◆ Task requirements
In your answer, every line of the records should be written out exactly.

Point-per-instance localization data
====

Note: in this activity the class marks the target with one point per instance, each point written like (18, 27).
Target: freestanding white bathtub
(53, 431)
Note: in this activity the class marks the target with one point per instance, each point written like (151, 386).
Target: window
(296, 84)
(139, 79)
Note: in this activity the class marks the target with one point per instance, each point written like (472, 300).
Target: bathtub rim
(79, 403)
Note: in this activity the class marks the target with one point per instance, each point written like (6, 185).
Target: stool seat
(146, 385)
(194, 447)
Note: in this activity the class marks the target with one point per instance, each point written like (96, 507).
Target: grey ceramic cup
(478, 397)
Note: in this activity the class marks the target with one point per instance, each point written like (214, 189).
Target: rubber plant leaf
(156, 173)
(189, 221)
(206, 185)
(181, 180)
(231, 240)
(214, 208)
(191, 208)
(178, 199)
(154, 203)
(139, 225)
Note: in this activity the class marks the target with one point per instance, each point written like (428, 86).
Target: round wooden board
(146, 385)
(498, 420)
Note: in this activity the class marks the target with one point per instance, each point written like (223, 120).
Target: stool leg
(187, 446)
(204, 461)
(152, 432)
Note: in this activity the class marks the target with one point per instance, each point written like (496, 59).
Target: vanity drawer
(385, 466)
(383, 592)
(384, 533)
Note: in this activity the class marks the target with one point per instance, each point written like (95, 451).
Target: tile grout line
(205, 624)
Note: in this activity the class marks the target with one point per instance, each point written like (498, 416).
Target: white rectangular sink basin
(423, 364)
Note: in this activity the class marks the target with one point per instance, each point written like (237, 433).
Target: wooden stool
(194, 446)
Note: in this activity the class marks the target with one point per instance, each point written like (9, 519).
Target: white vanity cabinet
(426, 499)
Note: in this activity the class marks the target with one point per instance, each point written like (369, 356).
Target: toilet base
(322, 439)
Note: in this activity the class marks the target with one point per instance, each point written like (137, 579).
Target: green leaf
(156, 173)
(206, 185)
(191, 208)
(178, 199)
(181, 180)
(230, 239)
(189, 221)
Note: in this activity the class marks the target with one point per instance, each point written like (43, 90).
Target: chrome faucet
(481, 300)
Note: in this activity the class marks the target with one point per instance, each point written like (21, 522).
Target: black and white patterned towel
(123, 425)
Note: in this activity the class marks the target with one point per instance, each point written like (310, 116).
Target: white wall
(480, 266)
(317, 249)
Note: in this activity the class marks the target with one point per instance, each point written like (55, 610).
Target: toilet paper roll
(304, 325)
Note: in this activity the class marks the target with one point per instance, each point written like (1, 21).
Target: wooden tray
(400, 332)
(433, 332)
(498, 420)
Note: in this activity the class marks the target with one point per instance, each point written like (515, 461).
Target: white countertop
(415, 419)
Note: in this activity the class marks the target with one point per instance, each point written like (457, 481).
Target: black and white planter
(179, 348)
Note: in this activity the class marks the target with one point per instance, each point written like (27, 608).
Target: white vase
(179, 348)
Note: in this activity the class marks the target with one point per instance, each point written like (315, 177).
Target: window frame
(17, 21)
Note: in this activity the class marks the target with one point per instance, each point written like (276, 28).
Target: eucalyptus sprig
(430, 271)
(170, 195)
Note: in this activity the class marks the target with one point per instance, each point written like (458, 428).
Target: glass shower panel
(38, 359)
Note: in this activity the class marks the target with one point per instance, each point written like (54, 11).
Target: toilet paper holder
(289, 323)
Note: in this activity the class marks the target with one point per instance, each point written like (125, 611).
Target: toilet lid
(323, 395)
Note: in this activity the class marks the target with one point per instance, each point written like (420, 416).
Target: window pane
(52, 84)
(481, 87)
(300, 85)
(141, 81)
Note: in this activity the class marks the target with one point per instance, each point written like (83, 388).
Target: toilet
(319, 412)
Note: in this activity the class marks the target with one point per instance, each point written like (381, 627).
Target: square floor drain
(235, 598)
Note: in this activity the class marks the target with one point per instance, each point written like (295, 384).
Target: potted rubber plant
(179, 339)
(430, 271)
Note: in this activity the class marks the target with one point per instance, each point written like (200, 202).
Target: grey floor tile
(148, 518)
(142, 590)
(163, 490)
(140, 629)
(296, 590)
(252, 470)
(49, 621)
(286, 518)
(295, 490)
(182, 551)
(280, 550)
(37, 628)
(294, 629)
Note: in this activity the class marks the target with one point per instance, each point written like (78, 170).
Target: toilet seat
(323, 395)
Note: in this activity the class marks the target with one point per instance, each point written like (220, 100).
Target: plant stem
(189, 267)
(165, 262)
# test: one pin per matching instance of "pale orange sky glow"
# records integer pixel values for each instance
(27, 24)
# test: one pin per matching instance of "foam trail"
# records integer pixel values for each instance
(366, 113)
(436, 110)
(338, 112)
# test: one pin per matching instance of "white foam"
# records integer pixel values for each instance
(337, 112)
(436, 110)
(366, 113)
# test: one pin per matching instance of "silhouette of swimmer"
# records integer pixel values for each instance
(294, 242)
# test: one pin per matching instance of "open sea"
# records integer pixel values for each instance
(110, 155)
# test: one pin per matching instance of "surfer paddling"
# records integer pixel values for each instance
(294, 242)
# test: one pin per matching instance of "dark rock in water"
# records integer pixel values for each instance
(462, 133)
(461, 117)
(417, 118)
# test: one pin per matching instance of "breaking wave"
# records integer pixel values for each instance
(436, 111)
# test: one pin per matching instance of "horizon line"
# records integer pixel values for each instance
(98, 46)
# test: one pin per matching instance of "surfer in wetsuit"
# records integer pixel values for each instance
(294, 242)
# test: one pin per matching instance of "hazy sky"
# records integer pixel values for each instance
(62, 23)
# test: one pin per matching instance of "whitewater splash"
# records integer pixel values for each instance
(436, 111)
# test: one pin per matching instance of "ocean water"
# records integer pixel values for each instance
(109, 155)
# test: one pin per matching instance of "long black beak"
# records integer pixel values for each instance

====

◆ Your response
Note: in this activity the class marks the target with one point per instance, each point written like (18, 27).
Target: freestanding white bathtub
(53, 431)
Note: in this activity the class marks the target with one point per instance, each point written like (151, 386).
Target: window
(296, 84)
(139, 79)
Note: in this activity the class marks the target with one point per instance, each point written like (472, 300).
Target: bathtub rim
(79, 403)
Note: in this activity the class marks the target with one point per instance, each point written like (6, 185).
Target: stool seat
(146, 385)
(194, 447)
Note: in this activity the class marks the target with one point per instance, each point written like (96, 507).
Target: grey ceramic cup
(478, 397)
Note: in this activity the class marks the target with one point per instance, each point written like (214, 189).
Target: rubber plant leaf
(156, 173)
(189, 221)
(206, 185)
(181, 180)
(231, 240)
(214, 208)
(191, 208)
(178, 199)
(154, 203)
(139, 225)
Note: in this activity the class marks the target with one point per instance, each point written like (428, 86).
Target: round wooden board
(146, 385)
(498, 420)
Note: in this activity the class marks the target with one point per instance, each point written like (223, 120).
Target: stool leg
(187, 446)
(204, 461)
(152, 432)
Note: in this activity the class marks the target with one point per instance, each point written like (496, 59).
Target: vanity drawer
(385, 466)
(383, 592)
(384, 533)
Note: in this activity the class marks the target with one point per instance, each point written like (95, 451).
Target: tile grout line
(205, 624)
Note: in this activity the class marks the target with one point per instance, each point written like (498, 416).
Target: white rectangular sink basin
(423, 364)
Note: in this activity the class marks the target with one point per instance, each point written like (237, 433).
Target: wooden stool
(194, 446)
Note: in this activity the class marks the target with one point per instance, each point written like (9, 519).
Target: white vanity cabinet
(426, 499)
Note: in this activity the class marks the target with one point per instance, each point written like (369, 356).
Target: toilet base
(322, 439)
Note: in this activity the class marks the target with one point per instance, each point written like (137, 579).
Target: green leaf
(156, 173)
(206, 185)
(191, 208)
(178, 199)
(181, 180)
(230, 239)
(189, 221)
Note: in this activity the class marks the target with one point per instance, each point written like (43, 90).
Target: chrome faucet
(481, 300)
Note: in this activity the class marks the target with one point per instance, each point written like (21, 522).
Target: black and white patterned towel
(123, 425)
Note: in this activity the class marks the target with one point per instance, each point written like (310, 116).
Target: white wall
(480, 266)
(317, 249)
Note: in this activity the class marks the target with one point per instance, each point written like (55, 610).
Target: toilet paper roll
(304, 325)
Note: in this activity the class marks the target with one point per instance, each point written like (1, 21).
Target: wooden tray
(400, 332)
(433, 332)
(498, 420)
Note: in this activity the class marks the target with one point per instance, each point written like (515, 461).
Target: white countertop
(415, 419)
Note: in this activity the class marks the target with one point per instance, each point written like (457, 481).
Target: black and white planter
(179, 348)
Note: in this activity the class marks the target with one point per instance, each point written like (27, 608).
Target: white vase
(179, 348)
Note: in this activity the class marks the target with one point per instance, each point written like (315, 177).
Target: window frame
(17, 21)
Note: in this activity the class marks the target with one point per instance, each point written like (276, 28).
Target: eucalyptus sprig
(430, 271)
(170, 195)
Note: in this activity the class marks the target with one point per instance, each point written like (458, 428).
Target: glass shower panel
(38, 359)
Note: in this activity the class marks the target with one point per instance, each point written like (54, 11).
Target: toilet paper holder
(289, 323)
Note: in this activity the class marks the target with one point per instance, each point written like (125, 611).
Target: toilet lid
(323, 395)
Note: in this activity the class marks the target with one point per instance, each point written like (420, 416).
Target: window pane
(52, 84)
(481, 87)
(300, 85)
(141, 81)
Note: in this activity the class marks the target with one point per instance, each point written like (83, 388).
Target: toilet
(319, 412)
Note: in this activity the class marks the target with one point per instance, each point written like (381, 627).
Target: square floor drain
(235, 598)
Note: in this activity the class marks the target with one point per instance, each point written like (295, 384).
Target: potted rubber plant
(179, 339)
(430, 271)
Note: in this activity the class marks the target with one point per instance, each point written like (200, 202).
Target: grey floor tile
(148, 518)
(142, 590)
(163, 490)
(140, 629)
(296, 590)
(252, 470)
(49, 621)
(286, 518)
(295, 490)
(182, 551)
(280, 550)
(37, 628)
(294, 629)
Note: in this activity the class marks the target with one point per instance, each point written like (78, 170).
Target: toilet seat
(323, 395)
Note: in this activity the class marks the target with one point per instance, each point written like (220, 100).
Target: plant stem
(189, 267)
(165, 262)
# test: one pin per matching instance of "pale orange sky glow"
# records integer pixel values for each instance
(27, 24)
# test: one pin per matching instance of "foam trail"
# records integer pixel values for each instance
(366, 113)
(436, 110)
(338, 112)
# test: one pin per matching instance of "white foam"
# records integer pixel values for each instance
(337, 112)
(436, 110)
(366, 113)
# test: one pin per matching instance of "silhouette of swimmer"
# records integer pixel values for each instance
(294, 242)
# test: one pin per matching instance of "open sea"
# records integer pixel values for each instance
(110, 155)
# test: one pin per matching instance of "surfer paddling"
# records integer pixel values for each instance
(294, 242)
# test: one pin per matching instance of "dark rock in water"
# records integer pixel values for each instance
(462, 133)
(461, 117)
(417, 118)
# test: one pin per matching instance of "breaking wave"
# records integer pixel values for each instance
(436, 111)
# test: one pin per matching instance of "horizon line"
# records integer pixel values for each instance
(98, 46)
# test: one pin per matching instance of "surfer in wetsuit"
# records integer pixel values for each instance
(294, 242)
# test: one pin per matching instance of "hazy sky"
# records integer pixel values for each instance
(62, 23)
# test: one pin per matching instance of "whitewater splash"
# records integer pixel values for each instance
(436, 111)
# test: one pin per matching instance of "ocean water"
# records integer pixel values for each instance
(109, 155)
# test: one pin per matching instance of "long black beak"
# records integer pixel values for each instance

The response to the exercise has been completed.